Source text:
▽
Your March 27 Opinion section was excellent. I really appreciated Judith Hurley’s letter. Her views on abortion aren’t mine but she made her case without rancor. So did Kristine Williams in her guest opinion about the benefits diversity could offer this county. Science tells us that we can only survive in a vibrantly diverse gene pool. Unless we collect into ethnic and ideological pockets, one disease can’t wipe us out. My Irish relatives learned the basic gene pool problem firsthand; they put all their faith in potatoes and a famine wiped them out. Many wound up on our shores. America was being sold as a wonderful melting pot with opportunities as wide as the arms of the Liberty statue who welcomed everyone, regardless of creed. Maybe they only meant Anglo Saxons and Europeans.

I waited for the March 30 issue before sending my compliment to Judith and Kristine. I’m glad I did. In that issue Patricia Griffin “commends” Judith’s letter. Then she gives us a few examples of good versus bad choices. Only she doesn’t present them as her opinions but as facts based on her spiritual leanings. To Patricia abortion is, of course, “bad choice.” She even claims the Pro-Choice crowd co-opted the very word “choice” as if it were a web domain. Back to diversity. Unless we truly want to devolve into something like the Taliban, I think we need to stop talking in absolutes as if all the world’s knowledge is collected in whatever holy book drives your beliefs. The God that Patricia and Judith refer to is not my God. Nor is it the God of millions of spiritual people over this country and the world. God bless your crusade, Ms. Hurley, not because I believe in your goals but because I believe in your right to speak of them. You detailed your beliefs without pointing a finger. Ms. Griffin, thanks but I don’t need a list of things that you consider bad or good choices. At 65 I’m old enough to develop my own. We should revel in diverse philosophies, not grind them under a religious boot.
△
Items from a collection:
▽
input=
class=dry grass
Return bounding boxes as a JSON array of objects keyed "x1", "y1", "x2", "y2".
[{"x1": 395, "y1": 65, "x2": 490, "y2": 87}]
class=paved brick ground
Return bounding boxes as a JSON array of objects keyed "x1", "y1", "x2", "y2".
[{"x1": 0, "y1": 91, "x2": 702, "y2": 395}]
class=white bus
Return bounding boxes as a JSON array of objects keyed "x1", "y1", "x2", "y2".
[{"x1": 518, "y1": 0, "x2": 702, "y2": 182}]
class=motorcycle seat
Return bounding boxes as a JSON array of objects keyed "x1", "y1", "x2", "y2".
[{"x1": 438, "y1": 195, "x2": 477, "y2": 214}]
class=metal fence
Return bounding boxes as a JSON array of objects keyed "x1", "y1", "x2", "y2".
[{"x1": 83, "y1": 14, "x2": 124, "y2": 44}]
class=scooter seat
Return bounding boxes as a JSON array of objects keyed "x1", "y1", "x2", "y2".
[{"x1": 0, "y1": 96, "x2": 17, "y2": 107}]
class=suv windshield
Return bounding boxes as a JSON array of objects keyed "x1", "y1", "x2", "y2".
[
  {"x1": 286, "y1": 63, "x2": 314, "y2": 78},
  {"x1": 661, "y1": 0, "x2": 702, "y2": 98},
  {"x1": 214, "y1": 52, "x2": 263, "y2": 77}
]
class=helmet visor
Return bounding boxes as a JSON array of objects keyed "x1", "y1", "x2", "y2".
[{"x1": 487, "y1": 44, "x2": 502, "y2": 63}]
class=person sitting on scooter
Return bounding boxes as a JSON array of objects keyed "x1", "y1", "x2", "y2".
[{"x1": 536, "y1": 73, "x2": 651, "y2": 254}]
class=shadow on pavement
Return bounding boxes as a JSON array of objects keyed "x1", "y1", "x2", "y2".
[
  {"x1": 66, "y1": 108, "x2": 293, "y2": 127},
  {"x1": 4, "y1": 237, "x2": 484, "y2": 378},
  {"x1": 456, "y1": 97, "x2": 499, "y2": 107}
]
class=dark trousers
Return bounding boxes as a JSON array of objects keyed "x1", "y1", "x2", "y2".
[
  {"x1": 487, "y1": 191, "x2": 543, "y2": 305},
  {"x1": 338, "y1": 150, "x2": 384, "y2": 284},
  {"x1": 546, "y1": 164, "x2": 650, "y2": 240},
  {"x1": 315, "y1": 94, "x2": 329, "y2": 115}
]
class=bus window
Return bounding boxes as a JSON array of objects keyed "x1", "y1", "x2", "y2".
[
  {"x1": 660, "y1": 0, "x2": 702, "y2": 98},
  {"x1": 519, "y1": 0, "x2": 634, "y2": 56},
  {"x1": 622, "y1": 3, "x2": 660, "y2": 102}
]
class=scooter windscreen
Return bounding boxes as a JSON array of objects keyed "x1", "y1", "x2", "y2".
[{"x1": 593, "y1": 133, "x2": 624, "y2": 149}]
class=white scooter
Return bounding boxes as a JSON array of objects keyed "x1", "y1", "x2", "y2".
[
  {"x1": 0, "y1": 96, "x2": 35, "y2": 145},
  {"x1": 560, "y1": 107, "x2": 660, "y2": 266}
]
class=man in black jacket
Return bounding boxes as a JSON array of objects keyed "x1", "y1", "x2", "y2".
△
Task to carry out:
Would you output everything in the letter from "Your March 27" down to "Saxons and Europeans."? You won't need the items for this.

Response area:
Your March 27 Opinion section was excellent. I really appreciated Judith Hurley’s letter. Her views on abortion aren’t mine but she made her case without rancor. So did Kristine Williams in her guest opinion about the benefits diversity could offer this county. Science tells us that we can only survive in a vibrantly diverse gene pool. Unless we collect into ethnic and ideological pockets, one disease can’t wipe us out. My Irish relatives learned the basic gene pool problem firsthand; they put all their faith in potatoes and a famine wiped them out. Many wound up on our shores. America was being sold as a wonderful melting pot with opportunities as wide as the arms of the Liberty statue who welcomed everyone, regardless of creed. Maybe they only meant Anglo Saxons and Europeans.